* _STATED GOAL_:
Turn every line of the entries below into a numbered list, skipping any blank lines.

* _RECORDS_:
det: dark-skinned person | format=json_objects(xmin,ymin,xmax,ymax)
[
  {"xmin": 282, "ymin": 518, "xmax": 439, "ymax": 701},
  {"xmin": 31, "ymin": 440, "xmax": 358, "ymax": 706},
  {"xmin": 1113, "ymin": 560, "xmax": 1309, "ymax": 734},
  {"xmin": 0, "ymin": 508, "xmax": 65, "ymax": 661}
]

* _RESULT FOR THIS TASK_:
1. det: dark-skinned person | format=json_objects(xmin,ymin,xmax,ymax)
2. [
3.   {"xmin": 282, "ymin": 518, "xmax": 439, "ymax": 701},
4.   {"xmin": 31, "ymin": 440, "xmax": 358, "ymax": 706},
5.   {"xmin": 1113, "ymin": 560, "xmax": 1309, "ymax": 734},
6.   {"xmin": 0, "ymin": 508, "xmax": 65, "ymax": 661}
7. ]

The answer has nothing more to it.